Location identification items
***
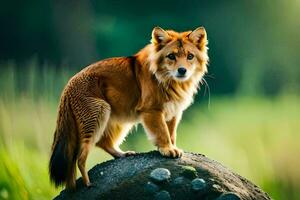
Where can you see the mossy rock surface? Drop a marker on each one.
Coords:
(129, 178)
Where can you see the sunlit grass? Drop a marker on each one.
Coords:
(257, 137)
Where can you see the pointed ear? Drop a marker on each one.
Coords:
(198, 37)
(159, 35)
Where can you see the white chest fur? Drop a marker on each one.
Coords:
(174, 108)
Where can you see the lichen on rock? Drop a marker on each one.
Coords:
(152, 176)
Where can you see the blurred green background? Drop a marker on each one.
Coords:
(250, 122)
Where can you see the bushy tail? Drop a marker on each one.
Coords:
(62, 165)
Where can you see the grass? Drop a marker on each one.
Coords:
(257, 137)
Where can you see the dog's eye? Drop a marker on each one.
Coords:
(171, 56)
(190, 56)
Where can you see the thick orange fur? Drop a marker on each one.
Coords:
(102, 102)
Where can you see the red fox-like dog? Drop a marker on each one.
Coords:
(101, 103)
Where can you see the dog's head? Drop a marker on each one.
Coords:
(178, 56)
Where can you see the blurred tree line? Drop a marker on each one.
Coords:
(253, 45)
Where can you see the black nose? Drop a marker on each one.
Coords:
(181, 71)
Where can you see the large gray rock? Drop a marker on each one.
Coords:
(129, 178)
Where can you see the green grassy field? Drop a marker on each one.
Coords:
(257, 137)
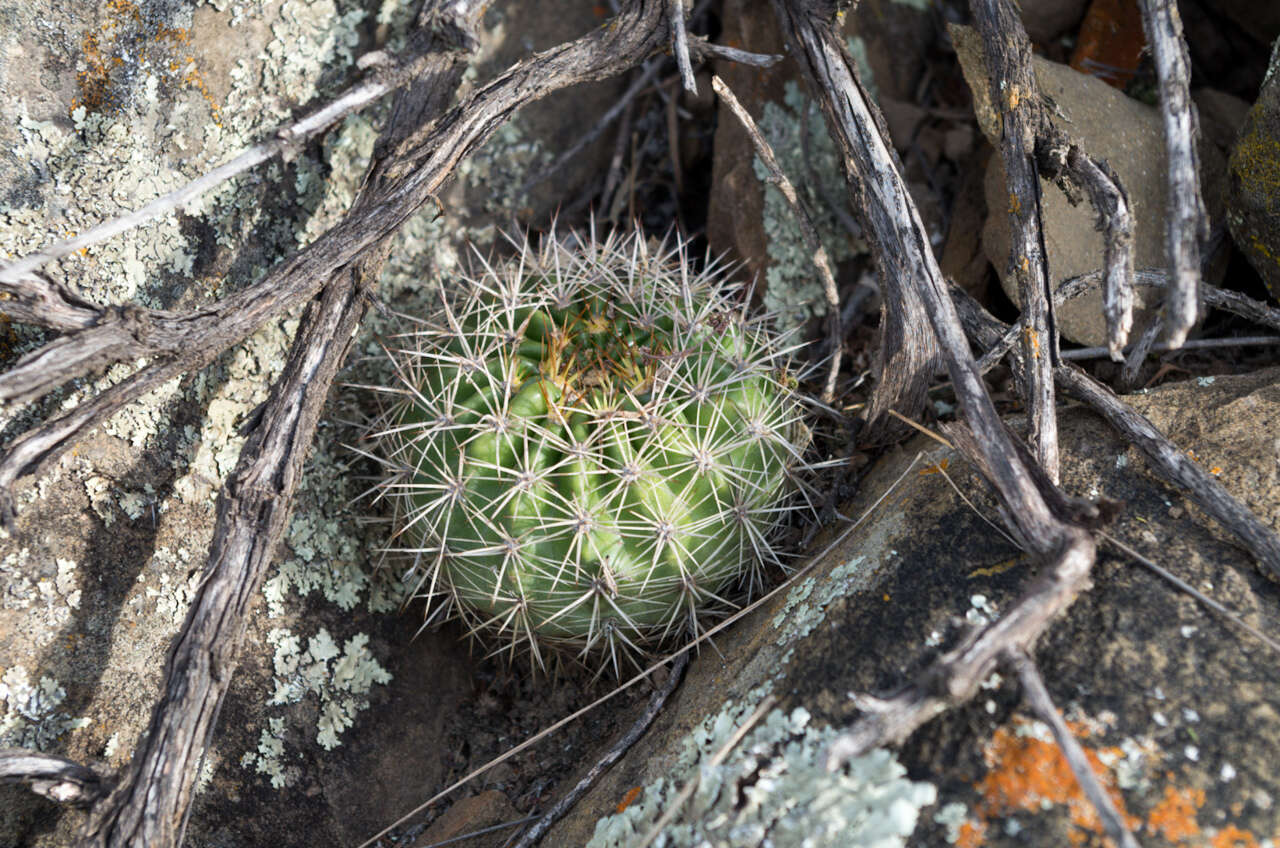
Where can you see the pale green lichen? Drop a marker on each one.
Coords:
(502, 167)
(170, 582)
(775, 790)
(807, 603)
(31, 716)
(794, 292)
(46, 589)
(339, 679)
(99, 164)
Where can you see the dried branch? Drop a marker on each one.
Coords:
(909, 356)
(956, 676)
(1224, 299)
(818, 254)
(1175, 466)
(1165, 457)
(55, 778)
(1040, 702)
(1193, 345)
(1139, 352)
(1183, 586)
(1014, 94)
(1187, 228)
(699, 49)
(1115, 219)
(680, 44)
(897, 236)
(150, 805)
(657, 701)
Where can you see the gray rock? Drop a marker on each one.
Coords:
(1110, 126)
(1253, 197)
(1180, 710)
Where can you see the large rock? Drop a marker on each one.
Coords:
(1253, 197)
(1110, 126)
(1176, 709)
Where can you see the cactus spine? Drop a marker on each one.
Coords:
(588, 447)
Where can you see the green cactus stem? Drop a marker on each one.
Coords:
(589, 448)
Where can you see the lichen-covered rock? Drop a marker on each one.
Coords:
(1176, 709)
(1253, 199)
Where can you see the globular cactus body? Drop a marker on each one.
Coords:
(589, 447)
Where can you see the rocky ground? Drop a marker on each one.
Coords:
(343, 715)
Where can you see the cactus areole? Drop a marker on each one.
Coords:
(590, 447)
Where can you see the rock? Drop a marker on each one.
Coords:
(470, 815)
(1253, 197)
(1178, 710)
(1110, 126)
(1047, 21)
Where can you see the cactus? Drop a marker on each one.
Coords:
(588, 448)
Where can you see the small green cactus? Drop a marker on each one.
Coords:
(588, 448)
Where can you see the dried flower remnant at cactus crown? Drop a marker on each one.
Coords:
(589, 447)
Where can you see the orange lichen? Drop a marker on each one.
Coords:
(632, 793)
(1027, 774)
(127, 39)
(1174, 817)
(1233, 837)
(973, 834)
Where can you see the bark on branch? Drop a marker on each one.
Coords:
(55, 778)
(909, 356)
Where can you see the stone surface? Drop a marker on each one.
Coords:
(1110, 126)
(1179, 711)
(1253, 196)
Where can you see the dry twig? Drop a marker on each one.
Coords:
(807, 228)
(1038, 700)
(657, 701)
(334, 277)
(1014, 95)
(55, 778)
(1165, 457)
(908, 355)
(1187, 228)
***
- [WHAT THE TASK ASKS]:
Reproduce all of the items above, swapping every occurrence of "Coords" for "Coordinates" and keeping everything else unchanged. Omit the pictures from your answer.

- [THE RESPONSE]:
Where can you see the mossy rock surface? Drop a marker on each one.
Coordinates:
(129, 178)
Where can you see the sunlit grass? Drop a marker on each one.
Coordinates:
(257, 137)
Where can you see the pointed ear? Drop a marker on each one.
Coordinates:
(198, 37)
(159, 35)
Where can you see the white chest fur? Drop a marker on each one.
Coordinates:
(174, 108)
Where can you see the lichen on rock? Drop a marker on each one.
Coordinates:
(152, 176)
Where can you see the blurred green background? Drop a marker on each one.
Coordinates:
(250, 122)
Where can you see the bushy tail? Drop a marker on each one.
Coordinates:
(62, 165)
Where can you see the grass? Drop a marker on each one.
Coordinates:
(257, 137)
Where can you see the dog's eye? Drop a marker on each one.
Coordinates:
(171, 56)
(190, 56)
Where can you see the thick orange fur? Drop a marker on each one.
Coordinates:
(102, 102)
Where can you see the red fox-like dog? Drop a marker on each one.
Coordinates:
(101, 103)
Where can you see the dog's head? Drop a marker on each one.
Coordinates:
(178, 56)
Where can you see the blurred tree line? Drop a marker on each one.
Coordinates:
(253, 45)
Where can you see the black nose? Drop a marker on each one.
Coordinates:
(181, 71)
Where can you see the large gray rock? Drop a marker on each one.
Coordinates:
(129, 178)
Where can you see the green grassy field? Drop a marker on each one.
Coordinates:
(257, 137)
Where can you see the pale green lichen? Drop a marker on each one.
Coordinates:
(502, 167)
(170, 582)
(775, 790)
(807, 603)
(31, 716)
(794, 292)
(46, 589)
(339, 679)
(99, 164)
Where can you see the dried branch? Drop a marker on each one.
Coordinates:
(909, 356)
(956, 676)
(1224, 299)
(818, 254)
(1175, 466)
(1165, 457)
(55, 778)
(1040, 702)
(1193, 345)
(1139, 352)
(1183, 586)
(1014, 94)
(1187, 228)
(699, 49)
(1115, 219)
(680, 44)
(897, 236)
(150, 805)
(657, 701)
Where can you see the gray rock? Drop a marker on each one.
Coordinates:
(1110, 126)
(1253, 197)
(1180, 710)
Where can you see the large rock? Drop a marker on each one.
Coordinates:
(1253, 197)
(1110, 126)
(1176, 709)
Where can you see the cactus spine? Drop a marker on each one.
Coordinates:
(588, 447)
Where can you see the green cactus stem? Drop a marker on each one.
Coordinates:
(589, 448)
Where can you see the lichen-covered rock? Drop a marker on each one.
Coordinates:
(1176, 709)
(1253, 199)
Where can you see the globular cactus body? Drop a marker on each one.
Coordinates:
(589, 447)
Where can you see the rocky ground? Drop a marker on each one.
Coordinates:
(343, 715)
Where can you see the cactus areole? Drop a marker on each one.
Coordinates:
(590, 447)
Where can you see the rock? Drop a marker on each one.
Coordinates:
(470, 815)
(1253, 197)
(1178, 710)
(1110, 126)
(1047, 21)
Where can you see the cactus? Drop a marker on each one.
Coordinates:
(588, 448)
Where can you see the small green cactus? Drop a marker on each one.
Coordinates:
(588, 448)
Where can you see the dried flower remnant at cactus crown? Drop a marker on each one.
Coordinates:
(589, 447)
Where can you see the orange lichen? Drop a marker on each one.
Coordinates:
(632, 793)
(1027, 774)
(127, 39)
(1174, 817)
(1233, 837)
(973, 834)
Where can you see the bark on branch? Drop a marker on each one.
Coordinates:
(55, 778)
(909, 356)
Where can you see the stone surface? Drop a marker on each one.
Coordinates:
(1110, 126)
(1179, 711)
(1253, 196)
Where can you see the dry twig? Drop a marker on each one.
Coordinates:
(807, 228)
(1038, 700)
(657, 701)
(334, 277)
(1014, 95)
(55, 778)
(1165, 457)
(908, 355)
(1187, 228)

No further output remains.